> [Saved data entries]

§ §

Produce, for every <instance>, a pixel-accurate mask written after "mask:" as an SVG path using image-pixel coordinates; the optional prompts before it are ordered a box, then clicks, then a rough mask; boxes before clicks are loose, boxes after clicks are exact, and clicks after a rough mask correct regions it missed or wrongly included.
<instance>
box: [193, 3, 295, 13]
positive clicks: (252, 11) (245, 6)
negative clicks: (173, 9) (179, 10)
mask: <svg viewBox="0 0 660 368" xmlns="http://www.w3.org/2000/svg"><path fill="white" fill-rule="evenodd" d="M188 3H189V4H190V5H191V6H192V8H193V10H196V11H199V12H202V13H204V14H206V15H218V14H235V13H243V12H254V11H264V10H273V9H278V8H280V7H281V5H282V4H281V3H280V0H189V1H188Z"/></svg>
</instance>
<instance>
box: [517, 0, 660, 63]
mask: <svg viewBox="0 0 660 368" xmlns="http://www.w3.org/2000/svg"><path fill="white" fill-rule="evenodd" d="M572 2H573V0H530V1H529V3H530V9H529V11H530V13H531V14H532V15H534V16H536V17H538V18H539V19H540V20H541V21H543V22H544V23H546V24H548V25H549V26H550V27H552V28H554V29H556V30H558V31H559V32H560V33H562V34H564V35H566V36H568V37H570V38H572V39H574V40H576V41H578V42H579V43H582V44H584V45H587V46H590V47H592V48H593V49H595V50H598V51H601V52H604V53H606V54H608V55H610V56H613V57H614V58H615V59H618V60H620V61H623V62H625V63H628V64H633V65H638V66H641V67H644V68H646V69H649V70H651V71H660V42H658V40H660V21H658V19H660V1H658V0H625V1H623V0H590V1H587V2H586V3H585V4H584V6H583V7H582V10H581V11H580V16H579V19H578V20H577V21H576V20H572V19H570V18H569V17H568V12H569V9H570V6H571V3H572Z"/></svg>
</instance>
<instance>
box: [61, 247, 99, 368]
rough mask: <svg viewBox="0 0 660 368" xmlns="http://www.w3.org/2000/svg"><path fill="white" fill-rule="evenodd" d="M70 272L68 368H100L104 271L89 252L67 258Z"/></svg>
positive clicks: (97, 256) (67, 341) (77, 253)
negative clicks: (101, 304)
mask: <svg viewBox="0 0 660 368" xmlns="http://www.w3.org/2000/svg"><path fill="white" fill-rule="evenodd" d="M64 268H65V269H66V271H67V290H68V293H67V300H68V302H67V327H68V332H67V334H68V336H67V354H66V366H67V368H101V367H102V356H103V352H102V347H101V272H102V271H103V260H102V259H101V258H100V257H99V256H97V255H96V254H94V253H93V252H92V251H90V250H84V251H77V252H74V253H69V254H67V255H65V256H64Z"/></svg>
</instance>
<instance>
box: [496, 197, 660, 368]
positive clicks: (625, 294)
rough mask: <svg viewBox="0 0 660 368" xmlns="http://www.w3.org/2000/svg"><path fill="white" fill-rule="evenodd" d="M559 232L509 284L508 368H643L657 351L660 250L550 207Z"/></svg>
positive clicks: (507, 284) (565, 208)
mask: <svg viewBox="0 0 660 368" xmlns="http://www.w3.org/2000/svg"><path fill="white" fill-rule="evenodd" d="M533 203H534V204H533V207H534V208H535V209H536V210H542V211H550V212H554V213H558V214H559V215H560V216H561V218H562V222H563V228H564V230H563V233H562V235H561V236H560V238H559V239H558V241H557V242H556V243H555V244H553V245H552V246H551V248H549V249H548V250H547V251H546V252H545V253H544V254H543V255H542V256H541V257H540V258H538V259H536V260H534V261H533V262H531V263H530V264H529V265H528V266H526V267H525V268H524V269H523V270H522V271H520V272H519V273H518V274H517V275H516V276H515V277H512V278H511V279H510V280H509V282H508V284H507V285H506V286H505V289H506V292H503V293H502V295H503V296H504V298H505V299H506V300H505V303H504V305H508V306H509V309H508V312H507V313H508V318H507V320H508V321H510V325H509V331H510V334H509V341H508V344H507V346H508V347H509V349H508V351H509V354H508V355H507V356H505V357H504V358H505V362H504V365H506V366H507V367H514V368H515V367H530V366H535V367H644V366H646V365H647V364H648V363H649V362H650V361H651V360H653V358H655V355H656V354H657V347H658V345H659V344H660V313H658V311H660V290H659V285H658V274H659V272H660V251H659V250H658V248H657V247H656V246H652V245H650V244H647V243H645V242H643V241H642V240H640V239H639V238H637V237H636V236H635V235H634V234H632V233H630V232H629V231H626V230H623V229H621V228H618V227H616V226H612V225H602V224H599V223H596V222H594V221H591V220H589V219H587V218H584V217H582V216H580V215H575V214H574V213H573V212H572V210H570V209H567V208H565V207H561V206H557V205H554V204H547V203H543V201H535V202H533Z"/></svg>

§ §

> [DIRECTIONS] List each line in the entries above that contains the word "positive", copying the whole line. Case counts.

> [TASK OUTPUT]
positive clicks: (252, 11) (245, 6)
positive clicks: (97, 256) (67, 341) (77, 253)
positive clicks: (625, 294)
positive clicks: (507, 284) (565, 208)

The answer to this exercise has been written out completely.